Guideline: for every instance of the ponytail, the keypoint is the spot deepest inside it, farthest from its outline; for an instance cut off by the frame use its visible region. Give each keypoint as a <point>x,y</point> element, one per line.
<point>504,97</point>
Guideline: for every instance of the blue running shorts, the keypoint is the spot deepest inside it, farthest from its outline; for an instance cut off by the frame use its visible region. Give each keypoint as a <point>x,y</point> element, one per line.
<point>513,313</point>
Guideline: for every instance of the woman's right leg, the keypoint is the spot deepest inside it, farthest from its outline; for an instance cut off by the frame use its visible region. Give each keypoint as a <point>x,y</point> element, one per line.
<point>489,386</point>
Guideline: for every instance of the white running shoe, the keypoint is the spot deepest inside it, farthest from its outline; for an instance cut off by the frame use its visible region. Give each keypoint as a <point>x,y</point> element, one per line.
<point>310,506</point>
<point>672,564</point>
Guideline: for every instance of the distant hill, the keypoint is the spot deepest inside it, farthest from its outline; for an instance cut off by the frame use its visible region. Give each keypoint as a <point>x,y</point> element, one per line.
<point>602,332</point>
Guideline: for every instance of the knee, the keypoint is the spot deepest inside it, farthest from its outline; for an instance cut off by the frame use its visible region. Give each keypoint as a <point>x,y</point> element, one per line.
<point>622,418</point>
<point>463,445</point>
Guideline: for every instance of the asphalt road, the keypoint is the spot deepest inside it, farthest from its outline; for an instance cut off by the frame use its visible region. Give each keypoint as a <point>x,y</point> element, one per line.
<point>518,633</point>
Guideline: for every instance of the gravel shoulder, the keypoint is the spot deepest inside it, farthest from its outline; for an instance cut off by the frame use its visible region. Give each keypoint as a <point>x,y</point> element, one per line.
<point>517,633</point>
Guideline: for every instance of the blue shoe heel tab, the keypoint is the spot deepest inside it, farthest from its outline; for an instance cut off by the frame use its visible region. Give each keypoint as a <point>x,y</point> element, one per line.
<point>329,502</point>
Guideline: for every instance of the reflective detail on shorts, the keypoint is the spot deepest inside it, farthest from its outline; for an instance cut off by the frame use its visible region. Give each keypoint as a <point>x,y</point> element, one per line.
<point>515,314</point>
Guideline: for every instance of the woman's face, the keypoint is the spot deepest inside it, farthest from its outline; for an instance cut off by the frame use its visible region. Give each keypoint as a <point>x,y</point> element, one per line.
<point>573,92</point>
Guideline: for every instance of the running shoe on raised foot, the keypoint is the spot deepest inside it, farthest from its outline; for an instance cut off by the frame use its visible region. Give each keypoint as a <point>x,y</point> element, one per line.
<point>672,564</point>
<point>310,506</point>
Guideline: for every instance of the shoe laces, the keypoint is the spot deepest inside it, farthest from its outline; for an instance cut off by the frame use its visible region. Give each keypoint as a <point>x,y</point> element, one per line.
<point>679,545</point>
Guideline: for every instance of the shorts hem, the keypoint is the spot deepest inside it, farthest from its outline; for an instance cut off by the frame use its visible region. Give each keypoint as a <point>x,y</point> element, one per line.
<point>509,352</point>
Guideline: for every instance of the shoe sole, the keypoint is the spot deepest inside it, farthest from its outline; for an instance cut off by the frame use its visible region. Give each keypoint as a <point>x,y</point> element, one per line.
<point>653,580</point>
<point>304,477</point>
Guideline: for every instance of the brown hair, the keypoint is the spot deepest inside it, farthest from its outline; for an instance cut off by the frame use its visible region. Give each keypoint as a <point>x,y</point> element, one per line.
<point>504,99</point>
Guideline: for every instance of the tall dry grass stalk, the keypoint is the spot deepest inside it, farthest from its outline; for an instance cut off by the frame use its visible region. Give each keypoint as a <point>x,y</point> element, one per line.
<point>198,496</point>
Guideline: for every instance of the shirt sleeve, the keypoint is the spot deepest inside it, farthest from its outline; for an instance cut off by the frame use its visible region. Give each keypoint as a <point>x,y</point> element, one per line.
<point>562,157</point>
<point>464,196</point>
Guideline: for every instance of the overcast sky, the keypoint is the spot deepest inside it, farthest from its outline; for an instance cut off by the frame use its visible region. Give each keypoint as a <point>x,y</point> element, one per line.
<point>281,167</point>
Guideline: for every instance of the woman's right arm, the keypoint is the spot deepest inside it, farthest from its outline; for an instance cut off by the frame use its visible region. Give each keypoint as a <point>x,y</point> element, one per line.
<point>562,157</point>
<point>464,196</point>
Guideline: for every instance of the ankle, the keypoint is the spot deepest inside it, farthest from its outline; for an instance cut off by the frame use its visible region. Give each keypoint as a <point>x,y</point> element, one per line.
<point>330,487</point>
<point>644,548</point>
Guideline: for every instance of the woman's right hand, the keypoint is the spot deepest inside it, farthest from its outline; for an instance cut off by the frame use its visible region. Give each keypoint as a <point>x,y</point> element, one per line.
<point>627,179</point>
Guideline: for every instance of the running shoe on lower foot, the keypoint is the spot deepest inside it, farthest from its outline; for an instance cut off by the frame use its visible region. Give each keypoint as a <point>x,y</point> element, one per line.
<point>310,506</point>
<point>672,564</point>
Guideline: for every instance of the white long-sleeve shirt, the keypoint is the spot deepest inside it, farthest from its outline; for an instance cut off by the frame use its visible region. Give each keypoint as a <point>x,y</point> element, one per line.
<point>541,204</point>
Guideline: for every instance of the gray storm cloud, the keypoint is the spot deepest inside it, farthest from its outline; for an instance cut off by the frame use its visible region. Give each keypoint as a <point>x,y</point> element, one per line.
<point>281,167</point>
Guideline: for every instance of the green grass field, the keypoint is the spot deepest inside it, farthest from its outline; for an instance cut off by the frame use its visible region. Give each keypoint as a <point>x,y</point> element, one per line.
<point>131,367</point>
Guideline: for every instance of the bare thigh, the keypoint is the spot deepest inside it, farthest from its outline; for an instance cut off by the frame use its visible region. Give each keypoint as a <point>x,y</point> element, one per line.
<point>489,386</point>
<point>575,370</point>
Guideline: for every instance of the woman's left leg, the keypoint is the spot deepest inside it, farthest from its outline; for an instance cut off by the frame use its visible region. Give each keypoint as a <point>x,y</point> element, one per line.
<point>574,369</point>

□ □ □ □ □

Task description ▸ Without any change, reproduce the data in full.

Completed task ▸
Guideline: for every instance of the ponytail, the keypoint is the spot deepest inside it, farthest from its outline; for an instance cut off by the frame use its visible region. Give each keypoint as a <point>x,y</point> element, one per line.
<point>504,97</point>
Guideline: for every instance of the blue running shorts, the keypoint is the spot deepest inside it, farthest from its outline; for an instance cut off by the frame use its visible region. Give each keypoint as a <point>x,y</point> element, one per line.
<point>513,313</point>
Guideline: for every instance of the woman's right leg, the keypoint is the spot deepest inside it, farthest from its outline; for an instance cut off by the frame use its visible region. Give each keypoint as a <point>x,y</point> element, one per line.
<point>489,386</point>
Guideline: for every instance of the white running shoe, the keypoint is the spot deepest inside it, farthest from its outline; for an instance cut off by the frame use its visible region. Give each keypoint as a <point>x,y</point> element, one per line.
<point>310,506</point>
<point>672,564</point>
Guideline: for every instance of the distant hill, the keypoint is the spot deepest inside it, farthest from its outline; for an instance cut off by the frame use its visible region. Give each keypoint as a <point>x,y</point> element, one per line.
<point>602,332</point>
Guideline: for every instance of the knee, the keypoint is the spot deepest inside it, farthest from its outline; for an instance cut off by the frame use its visible region. Give each keypoint as a <point>x,y</point> element, one per line.
<point>622,418</point>
<point>463,445</point>
Guideline: for every instance of the asphalt road, the keypoint is the spot deepest inside it, farthest from its outline; for an instance cut off by the frame use its visible region. Give each keypoint as a <point>x,y</point> element, one per line.
<point>518,633</point>
Guideline: for every instance of the gravel shoulder, the keypoint is the spot deepest inside it, farthest from its outline; for an instance cut off by the frame use its visible region. Give each keypoint as a <point>x,y</point> element, one per line.
<point>517,633</point>
Guideline: for every instance of the blue shoe heel tab, the keypoint is the spot deepest inside it, farthest from its outline; for an instance cut off by the frame use its visible region. Give each keypoint as a <point>x,y</point> element, one per line.
<point>329,502</point>
Guideline: for every instance of the reflective detail on shorts, the keypoint is the spot deepest inside it, farthest from its outline; for an instance cut off by the frame use its visible region. Give each keypoint as a <point>x,y</point> element, one per line.
<point>515,314</point>
Guideline: for every instance of the woman's face, the keypoint is the spot deepest inside it, farthest from its outline; for an instance cut off by the frame use its visible region. Give each keypoint as a <point>x,y</point> element, one per line.
<point>573,92</point>
Guideline: for every instance of the running shoe on raised foot, the keypoint is the spot deepest inside it, farthest from its outline; for an instance cut off by the frame use its visible region. Give each keypoint as a <point>x,y</point> element, one per line.
<point>672,564</point>
<point>310,506</point>
Guideline: for every instance of the shoe laces, the keypoint is the spot deepest inside it, farthest from its outline; for an instance cut off by the frame use its visible region. Give each keypoint as a <point>x,y</point> element, one per line.
<point>679,545</point>
Guideline: for every instance of the shorts hem, the keypoint is the spot deepest inside it, farthest from its outline; for an instance cut off by the frame use its visible region. Give each keypoint as a <point>x,y</point> element, one per line.
<point>509,352</point>
Guideline: for every instance of the shoe sole, the keypoint is the spot deepest inside it, farthest from its outline; for an instance cut off by the frame use its visible region. Give each keypoint as a <point>x,y</point> element, one per line.
<point>653,580</point>
<point>304,477</point>
Guideline: for every instance of the brown hair, the keypoint is the spot deepest inside it, farthest from its outline; for an instance cut off by the frame use its visible region. Give each keypoint as a <point>x,y</point> element, one per line.
<point>504,99</point>
Guideline: for every instance of the tall dry grass stalk, the keypoint is the spot deepest inside it, farthest from its outline; for an instance cut off by the frame use its visible region. Give each keypoint as a <point>x,y</point> element, one per line.
<point>198,496</point>
Guideline: for every instance of the shirt sleeve, the keypoint is the spot deepest inside it, farthest from its outline; for an instance cut off by the frame use its visible region. Give each keypoint as a <point>x,y</point> element, one per line.
<point>562,157</point>
<point>464,196</point>
Guideline: for every instance of the overcast sky, the keypoint is the spot deepest inside it, farthest from its outline; for an instance cut off by the frame use its visible region. Give each keypoint as a <point>x,y</point> element, one per line.
<point>281,167</point>
Guideline: for every instance of the woman's right arm, the keypoint is the spot deepest inside it, farthest from its outline; for an instance cut off by the frame use its visible region. Give each keypoint as a <point>x,y</point> element, one per line.
<point>562,157</point>
<point>464,196</point>
Guideline: for every instance of the ankle, the keypoint is the spot deepest inside it, farthest from its outline; for an instance cut off by the frame use its visible region. Give each keypoint as a <point>x,y</point> element, one per line.
<point>330,487</point>
<point>644,548</point>
Guideline: for every instance of the woman's right hand, the keypoint is the spot deepest inside it, farthest from its outline; for an instance cut off by the frame use its visible region. Give each keypoint as a <point>x,y</point> element, one per line.
<point>627,179</point>
Guideline: for every instance of the running shoe on lower foot, the keypoint is the spot deepest inside it, farthest from its outline; for an instance cut off by the frame use its visible region. Give each keypoint as a <point>x,y</point> element, one per line.
<point>310,506</point>
<point>672,564</point>
Guideline: for every instance of the white long-sleeve shirt, the keypoint is the spot deepest inside it, farthest from its outline; for an instance cut off by the frame use its visible region. Give each keypoint as a <point>x,y</point> element, one per line.
<point>541,204</point>
Guideline: for every instance of the gray storm cloud, the keypoint is the spot deepest inside it, farthest from its outline; for an instance cut off by the frame use its visible region. Give each keypoint as a <point>x,y</point> element, one per line.
<point>281,167</point>
Guideline: for every instance of the green grass field, the keypoint is the spot deepest inside it, farthest from its outline; for an instance cut off by the frame use its visible region. Give each keypoint as a <point>x,y</point> element, one per line.
<point>131,367</point>
Guideline: for every instance of the bare thigh, the keypoint is the spot deepest inside it, farthest from its outline; for an instance cut off by the frame use its visible region. Give each keypoint as a <point>x,y</point> element, one per line.
<point>489,386</point>
<point>575,370</point>
Guideline: for every instance of the woman's left leg, the keypoint is the spot deepest inside it, farthest from its outline; for an instance cut off by the frame use its visible region. Give each keypoint as a <point>x,y</point> element, one per line.
<point>574,369</point>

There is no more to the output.